## To do
Copy the rows below word for word, starting at the line that contains "of the framed" and continuing through the last row, with both ends included.

[Rows from a point labeling set]
----

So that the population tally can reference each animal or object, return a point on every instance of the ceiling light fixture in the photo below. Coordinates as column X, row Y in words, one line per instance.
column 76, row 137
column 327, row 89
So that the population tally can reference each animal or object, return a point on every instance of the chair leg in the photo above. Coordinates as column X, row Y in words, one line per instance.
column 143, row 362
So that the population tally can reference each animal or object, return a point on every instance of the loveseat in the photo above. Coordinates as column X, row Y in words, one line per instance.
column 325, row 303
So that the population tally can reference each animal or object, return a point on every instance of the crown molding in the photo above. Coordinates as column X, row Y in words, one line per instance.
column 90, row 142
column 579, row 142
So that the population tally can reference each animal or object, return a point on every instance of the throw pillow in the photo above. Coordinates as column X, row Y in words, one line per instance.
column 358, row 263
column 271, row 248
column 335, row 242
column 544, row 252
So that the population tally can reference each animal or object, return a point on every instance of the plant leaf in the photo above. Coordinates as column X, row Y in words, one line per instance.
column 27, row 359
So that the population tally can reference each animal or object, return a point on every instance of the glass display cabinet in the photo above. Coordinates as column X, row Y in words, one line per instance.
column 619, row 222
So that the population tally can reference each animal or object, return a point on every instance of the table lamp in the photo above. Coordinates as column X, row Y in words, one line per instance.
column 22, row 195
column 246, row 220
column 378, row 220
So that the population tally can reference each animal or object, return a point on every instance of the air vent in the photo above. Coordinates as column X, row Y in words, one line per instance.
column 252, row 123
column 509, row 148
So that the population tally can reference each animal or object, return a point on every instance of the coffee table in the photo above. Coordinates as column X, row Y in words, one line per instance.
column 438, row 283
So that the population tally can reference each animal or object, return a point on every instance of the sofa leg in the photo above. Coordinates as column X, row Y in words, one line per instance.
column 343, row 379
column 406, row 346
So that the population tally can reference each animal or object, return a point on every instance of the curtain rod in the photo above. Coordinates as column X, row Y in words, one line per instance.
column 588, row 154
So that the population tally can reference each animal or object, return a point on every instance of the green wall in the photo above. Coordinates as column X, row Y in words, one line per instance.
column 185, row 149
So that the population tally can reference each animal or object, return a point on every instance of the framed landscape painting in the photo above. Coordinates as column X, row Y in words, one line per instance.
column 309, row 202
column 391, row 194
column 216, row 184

----

## Finished exercise
So that the population tally can reference each animal or object, return a point on every instance of the framed landscape painting in the photo above. Coordinates as column X, row Y in words, one line per instance.
column 309, row 202
column 391, row 194
column 216, row 184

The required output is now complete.